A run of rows
[start]

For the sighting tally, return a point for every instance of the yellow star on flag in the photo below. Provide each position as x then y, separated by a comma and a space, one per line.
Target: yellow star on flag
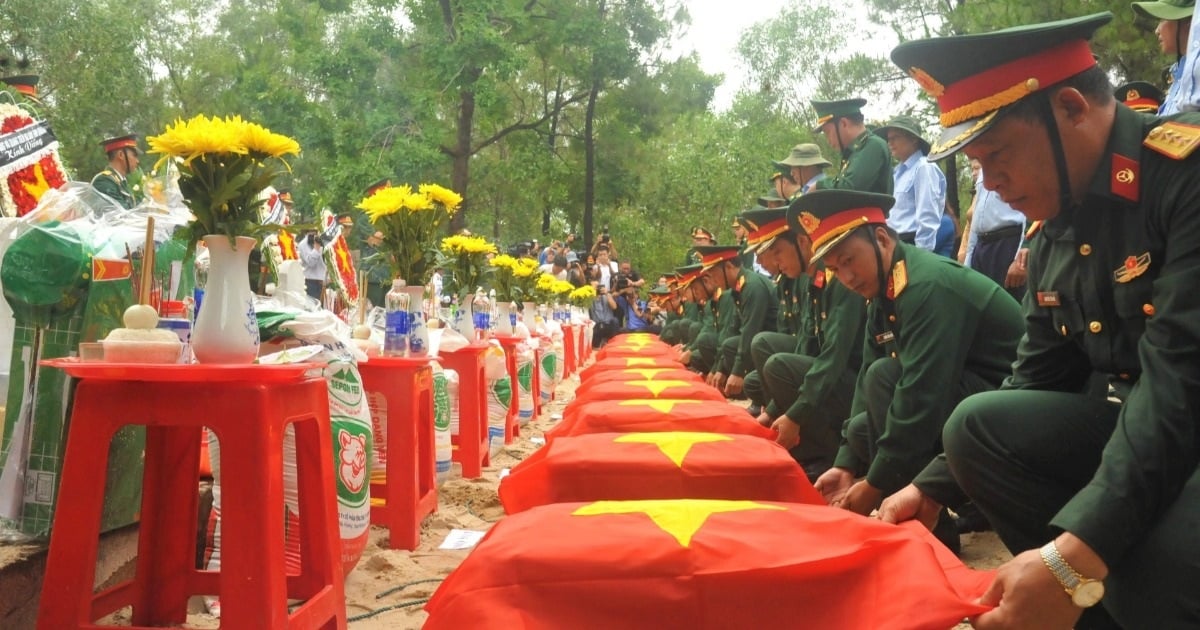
675, 444
679, 517
658, 405
647, 373
658, 387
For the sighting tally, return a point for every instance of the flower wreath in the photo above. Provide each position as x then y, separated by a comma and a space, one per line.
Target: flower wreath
27, 175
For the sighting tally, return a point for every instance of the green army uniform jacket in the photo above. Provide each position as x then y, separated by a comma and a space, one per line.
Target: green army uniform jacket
839, 325
112, 184
792, 295
1114, 287
755, 312
939, 319
865, 166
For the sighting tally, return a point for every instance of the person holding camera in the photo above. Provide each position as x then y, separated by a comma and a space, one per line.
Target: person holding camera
313, 262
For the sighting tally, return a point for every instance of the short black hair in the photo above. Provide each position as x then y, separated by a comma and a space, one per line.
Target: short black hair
1093, 83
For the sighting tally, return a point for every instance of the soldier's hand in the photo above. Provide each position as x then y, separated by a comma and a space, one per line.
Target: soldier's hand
833, 484
1017, 271
861, 498
907, 504
787, 432
1026, 595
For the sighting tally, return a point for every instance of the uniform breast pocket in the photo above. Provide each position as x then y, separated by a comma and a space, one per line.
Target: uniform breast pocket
1067, 317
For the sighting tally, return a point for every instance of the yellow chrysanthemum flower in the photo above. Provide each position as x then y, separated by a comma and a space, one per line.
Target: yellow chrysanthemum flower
387, 201
444, 197
503, 262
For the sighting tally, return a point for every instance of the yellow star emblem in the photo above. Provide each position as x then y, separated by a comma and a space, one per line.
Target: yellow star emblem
675, 444
661, 406
658, 387
679, 517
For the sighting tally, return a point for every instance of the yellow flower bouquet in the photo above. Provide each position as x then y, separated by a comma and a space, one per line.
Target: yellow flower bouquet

[end]

WRITTEN REQUEST:
Please retype every one of the rows above word for word, omitting the pictures.

EXERCISE SOLUTION:
For the sighting tally, return a point for every instance of the yellow star on flag in the photo below. Provide each position as x then y, separated by a comma and a space, one per line.
Target: yellow star on flag
675, 444
679, 517
658, 405
647, 373
658, 387
For the sighting tally, return a point for every instance of the flower wreath in the photo above. Provide each position as x then y, separated by a comma and a space, one per line.
Target: flower wreath
27, 175
For the sighting tally, return a point for every instance of the green army uniform jacket in the photo above. Provide each position as x then y, separated by a comma and a space, one per line.
Target: green army uniform jacket
839, 325
112, 184
792, 295
1114, 287
755, 312
939, 319
865, 166
For the sighting tally, return a point for every instance of the person holding camera in the photo above. Provide each position as x then y, separated by a comma and a space, one per line.
Target: person holding camera
313, 262
For the sighting tally, return a point for every instance of the short black hair in the photo above. Provide each position as x then y, separated by a comma and a space, one per line.
Target: short black hair
1093, 83
For the sighting tally, return a point for every instance of the soldier's hand in the photo above. Provide each position as x then y, separated by a comma and a space, one per line.
Target: soldier's hand
833, 484
1017, 271
861, 498
907, 504
787, 432
1026, 595
For the sighting tally, return a point for every instance of the uniform breast pocket in the photo above. Provide each position as x then y, separated by a comma and a space, one per line.
Target: uniform breast pocket
1067, 317
For the sighting tally, return a point for every instance of the yellow chrysanthemum flower in the photo above. Provide each position as x then y, separated by a comma and a space, one per line.
Target: yellow chrysanthemum flower
387, 201
444, 197
503, 262
For the sighting tally, return a point for every instance of the yellow star emblem in the photo above. Provide each position as x then y, separated by a comma and a space, one per line.
Target: yellow star emblem
675, 444
661, 406
658, 387
679, 517
For the sighting tally, return a point for every instance of the yellow flower bouquet in the photo above. Provide each position as x then y, separated by a comma and a space, one per line.
Target: yellow flower bouquet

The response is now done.